Records shown
***

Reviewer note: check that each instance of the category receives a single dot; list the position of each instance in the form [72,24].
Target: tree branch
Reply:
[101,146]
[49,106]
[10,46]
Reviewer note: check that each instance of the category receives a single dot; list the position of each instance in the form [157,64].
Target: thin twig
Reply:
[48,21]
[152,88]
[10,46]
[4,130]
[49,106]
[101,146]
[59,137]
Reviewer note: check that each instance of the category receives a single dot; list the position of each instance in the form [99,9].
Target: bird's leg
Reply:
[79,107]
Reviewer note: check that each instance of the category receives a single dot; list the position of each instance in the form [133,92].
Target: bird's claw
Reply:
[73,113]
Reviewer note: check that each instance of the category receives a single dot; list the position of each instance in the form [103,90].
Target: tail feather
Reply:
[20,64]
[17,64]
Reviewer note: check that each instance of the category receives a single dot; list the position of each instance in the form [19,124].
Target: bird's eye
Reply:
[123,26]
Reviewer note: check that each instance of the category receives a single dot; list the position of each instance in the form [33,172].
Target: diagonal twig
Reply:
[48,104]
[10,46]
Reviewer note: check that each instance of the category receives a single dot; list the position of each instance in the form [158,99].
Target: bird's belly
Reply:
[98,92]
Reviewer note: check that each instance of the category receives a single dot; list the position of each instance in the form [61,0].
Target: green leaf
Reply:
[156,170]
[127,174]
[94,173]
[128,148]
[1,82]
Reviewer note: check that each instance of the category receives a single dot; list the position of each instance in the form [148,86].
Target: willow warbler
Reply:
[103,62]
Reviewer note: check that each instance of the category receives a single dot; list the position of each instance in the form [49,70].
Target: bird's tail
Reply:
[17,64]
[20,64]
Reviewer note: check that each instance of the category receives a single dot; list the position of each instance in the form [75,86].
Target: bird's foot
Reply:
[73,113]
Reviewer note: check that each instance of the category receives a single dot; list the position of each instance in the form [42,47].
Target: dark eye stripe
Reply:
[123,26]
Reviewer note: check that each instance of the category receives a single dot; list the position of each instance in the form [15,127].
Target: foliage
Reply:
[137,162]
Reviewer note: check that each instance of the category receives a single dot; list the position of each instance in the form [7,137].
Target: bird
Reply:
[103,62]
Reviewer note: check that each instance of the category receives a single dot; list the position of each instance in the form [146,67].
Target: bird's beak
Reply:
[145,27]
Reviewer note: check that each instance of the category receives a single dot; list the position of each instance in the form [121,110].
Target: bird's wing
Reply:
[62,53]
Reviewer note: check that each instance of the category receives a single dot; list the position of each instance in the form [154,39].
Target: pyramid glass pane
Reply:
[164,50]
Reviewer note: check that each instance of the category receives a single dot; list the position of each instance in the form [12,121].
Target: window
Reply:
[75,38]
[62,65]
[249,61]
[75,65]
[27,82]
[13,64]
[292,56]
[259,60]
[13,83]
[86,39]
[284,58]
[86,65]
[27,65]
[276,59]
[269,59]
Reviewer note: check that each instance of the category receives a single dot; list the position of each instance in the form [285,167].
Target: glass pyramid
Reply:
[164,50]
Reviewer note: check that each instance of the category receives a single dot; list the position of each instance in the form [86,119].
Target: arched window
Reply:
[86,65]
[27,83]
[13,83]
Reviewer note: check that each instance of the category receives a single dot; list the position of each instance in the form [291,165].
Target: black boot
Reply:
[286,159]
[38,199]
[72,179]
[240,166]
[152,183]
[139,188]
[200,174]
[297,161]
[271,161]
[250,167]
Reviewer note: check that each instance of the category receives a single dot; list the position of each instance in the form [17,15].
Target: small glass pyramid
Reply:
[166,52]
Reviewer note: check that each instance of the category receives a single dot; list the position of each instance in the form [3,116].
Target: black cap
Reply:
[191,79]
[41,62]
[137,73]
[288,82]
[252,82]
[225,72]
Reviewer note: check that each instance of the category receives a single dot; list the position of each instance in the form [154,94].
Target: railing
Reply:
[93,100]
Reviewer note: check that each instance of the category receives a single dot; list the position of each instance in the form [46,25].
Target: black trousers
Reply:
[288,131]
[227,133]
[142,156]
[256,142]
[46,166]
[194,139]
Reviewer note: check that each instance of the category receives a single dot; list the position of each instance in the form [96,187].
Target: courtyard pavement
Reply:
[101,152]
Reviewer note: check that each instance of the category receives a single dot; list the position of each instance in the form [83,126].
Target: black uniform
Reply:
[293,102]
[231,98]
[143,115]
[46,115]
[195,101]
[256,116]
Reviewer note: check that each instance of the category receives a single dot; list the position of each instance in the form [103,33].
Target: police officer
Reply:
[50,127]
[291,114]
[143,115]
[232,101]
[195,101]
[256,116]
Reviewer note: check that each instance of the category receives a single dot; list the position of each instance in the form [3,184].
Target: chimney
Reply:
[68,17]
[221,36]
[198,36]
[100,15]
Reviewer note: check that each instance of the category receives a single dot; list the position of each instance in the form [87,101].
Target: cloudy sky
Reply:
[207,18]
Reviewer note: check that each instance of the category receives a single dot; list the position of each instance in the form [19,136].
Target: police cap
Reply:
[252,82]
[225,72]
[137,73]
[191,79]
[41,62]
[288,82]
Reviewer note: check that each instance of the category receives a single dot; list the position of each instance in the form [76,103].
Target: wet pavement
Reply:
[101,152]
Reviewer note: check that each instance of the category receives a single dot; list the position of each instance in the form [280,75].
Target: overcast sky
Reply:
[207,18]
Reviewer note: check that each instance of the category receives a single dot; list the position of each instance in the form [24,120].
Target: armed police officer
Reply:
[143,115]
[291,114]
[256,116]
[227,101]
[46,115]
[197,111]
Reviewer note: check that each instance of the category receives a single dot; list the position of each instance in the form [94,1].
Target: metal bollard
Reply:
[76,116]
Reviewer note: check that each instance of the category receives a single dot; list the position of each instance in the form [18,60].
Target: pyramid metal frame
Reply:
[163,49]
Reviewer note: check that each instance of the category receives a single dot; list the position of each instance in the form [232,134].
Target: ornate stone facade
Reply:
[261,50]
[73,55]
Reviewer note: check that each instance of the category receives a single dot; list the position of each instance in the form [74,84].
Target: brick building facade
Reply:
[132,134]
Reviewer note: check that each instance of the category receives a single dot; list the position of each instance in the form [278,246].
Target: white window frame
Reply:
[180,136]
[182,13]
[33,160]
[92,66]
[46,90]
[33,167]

***

What you need to do
Write out the listing exactly from its first line to the line containing "Target: thin twig". Both of those lines belong in the answer.

Response below
Reviewer note: check that each instance of the category receives a single dot; list the position of each instance in the form [72,24].
Target: tree branch
Reply:
[101,146]
[49,106]
[10,46]
Reviewer note: check that each instance of the category receives a single dot; list the position of each instance in the form [157,64].
Target: thin twig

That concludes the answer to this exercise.